Lines with "shoulder" in them are to be located in the listing below and copied.
--- EXTRACTED MATERIAL Enclosed Below ---
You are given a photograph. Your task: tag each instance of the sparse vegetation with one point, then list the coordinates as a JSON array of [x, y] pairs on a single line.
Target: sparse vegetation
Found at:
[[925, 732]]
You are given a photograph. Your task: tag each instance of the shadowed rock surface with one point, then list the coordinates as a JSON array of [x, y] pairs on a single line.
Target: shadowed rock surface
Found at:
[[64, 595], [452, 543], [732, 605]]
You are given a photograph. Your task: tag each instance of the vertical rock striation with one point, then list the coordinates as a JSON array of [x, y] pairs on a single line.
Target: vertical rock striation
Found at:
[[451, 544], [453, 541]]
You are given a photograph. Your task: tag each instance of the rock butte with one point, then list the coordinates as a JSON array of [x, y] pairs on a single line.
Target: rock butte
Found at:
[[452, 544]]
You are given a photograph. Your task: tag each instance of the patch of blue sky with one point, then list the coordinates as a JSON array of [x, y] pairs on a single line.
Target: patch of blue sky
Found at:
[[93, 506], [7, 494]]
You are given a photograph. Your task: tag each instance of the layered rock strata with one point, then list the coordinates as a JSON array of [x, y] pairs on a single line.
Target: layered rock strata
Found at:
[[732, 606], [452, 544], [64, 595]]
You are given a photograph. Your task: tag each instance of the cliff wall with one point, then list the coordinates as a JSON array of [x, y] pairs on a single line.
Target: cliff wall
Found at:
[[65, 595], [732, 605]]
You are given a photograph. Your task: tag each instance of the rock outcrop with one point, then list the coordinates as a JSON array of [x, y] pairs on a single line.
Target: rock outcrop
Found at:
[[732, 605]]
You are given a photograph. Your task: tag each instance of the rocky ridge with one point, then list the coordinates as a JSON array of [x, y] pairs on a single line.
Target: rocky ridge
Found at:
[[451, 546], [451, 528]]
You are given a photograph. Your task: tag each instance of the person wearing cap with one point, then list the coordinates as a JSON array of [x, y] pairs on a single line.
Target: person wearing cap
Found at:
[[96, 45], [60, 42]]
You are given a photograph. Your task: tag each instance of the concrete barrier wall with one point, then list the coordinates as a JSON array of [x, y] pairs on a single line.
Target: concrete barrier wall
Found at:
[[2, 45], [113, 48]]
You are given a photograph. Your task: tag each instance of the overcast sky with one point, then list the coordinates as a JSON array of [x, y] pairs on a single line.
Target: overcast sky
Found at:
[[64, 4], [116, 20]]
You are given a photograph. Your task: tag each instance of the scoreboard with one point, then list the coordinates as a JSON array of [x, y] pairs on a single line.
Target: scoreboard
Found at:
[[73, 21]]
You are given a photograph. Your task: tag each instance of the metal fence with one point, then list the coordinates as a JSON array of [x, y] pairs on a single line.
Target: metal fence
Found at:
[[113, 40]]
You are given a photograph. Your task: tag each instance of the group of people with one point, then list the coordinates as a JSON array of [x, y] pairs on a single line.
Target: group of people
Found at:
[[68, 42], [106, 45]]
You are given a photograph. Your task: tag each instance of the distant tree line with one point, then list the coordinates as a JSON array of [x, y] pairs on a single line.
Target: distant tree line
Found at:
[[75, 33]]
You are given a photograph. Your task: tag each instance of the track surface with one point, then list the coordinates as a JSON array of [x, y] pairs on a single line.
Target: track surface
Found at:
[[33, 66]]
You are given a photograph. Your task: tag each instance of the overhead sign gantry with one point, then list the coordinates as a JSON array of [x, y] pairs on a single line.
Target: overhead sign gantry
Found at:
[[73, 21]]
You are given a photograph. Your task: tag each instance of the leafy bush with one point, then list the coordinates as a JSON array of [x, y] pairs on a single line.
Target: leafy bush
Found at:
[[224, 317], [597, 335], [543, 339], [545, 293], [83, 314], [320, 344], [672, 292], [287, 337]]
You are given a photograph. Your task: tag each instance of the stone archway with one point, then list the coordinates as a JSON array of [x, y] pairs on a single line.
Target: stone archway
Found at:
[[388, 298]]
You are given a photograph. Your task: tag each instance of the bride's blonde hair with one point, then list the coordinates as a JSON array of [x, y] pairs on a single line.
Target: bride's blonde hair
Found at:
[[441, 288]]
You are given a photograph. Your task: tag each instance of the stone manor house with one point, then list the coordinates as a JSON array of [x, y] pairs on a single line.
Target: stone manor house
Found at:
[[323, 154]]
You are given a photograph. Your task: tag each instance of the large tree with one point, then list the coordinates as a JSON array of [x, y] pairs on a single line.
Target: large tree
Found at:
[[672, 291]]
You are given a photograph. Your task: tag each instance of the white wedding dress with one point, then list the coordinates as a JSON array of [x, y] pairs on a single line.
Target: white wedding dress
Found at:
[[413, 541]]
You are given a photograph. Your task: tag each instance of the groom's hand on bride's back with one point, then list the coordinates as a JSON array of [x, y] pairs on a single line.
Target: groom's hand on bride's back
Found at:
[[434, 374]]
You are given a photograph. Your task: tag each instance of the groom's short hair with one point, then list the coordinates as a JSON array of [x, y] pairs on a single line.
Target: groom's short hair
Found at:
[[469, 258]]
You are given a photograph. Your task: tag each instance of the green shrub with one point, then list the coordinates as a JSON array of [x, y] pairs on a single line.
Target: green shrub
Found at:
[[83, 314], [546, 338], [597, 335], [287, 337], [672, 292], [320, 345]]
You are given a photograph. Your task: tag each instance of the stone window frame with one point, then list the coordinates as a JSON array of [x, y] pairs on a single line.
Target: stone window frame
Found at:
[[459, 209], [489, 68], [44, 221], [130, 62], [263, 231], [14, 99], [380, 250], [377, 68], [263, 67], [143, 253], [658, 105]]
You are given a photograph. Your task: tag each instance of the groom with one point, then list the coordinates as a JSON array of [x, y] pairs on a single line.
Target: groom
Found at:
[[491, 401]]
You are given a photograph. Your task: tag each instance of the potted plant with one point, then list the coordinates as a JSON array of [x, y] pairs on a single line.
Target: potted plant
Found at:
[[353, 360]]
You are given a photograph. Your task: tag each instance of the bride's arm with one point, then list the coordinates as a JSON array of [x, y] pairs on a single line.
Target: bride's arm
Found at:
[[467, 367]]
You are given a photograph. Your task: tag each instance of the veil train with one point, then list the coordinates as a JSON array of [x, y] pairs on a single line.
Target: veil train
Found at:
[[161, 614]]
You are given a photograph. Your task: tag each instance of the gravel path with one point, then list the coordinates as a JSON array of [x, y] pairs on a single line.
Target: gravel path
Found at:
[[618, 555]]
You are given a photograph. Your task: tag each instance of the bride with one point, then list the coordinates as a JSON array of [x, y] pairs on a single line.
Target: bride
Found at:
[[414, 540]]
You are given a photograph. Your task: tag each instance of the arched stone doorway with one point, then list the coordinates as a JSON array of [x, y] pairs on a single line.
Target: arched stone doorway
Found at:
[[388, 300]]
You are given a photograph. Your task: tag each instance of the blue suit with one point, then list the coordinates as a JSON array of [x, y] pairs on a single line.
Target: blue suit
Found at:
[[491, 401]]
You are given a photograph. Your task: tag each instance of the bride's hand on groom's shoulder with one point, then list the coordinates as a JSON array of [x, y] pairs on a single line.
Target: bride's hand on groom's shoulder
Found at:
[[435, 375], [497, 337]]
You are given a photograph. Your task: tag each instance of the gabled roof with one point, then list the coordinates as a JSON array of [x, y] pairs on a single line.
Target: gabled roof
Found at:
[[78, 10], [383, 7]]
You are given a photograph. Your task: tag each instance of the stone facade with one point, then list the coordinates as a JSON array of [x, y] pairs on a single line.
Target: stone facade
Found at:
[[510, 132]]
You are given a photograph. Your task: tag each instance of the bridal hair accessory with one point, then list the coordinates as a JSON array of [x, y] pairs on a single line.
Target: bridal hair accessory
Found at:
--- End of Enclosed EXTRACTED MATERIAL ---
WRITTEN REPLY:
You are given a photograph. Your task: tag each instance of the bride's hand on groom's shoulder with one point, then list the coordinates as a JSON array of [x, y] pairs on a single line.
Target: bride's hand on groom's shoulder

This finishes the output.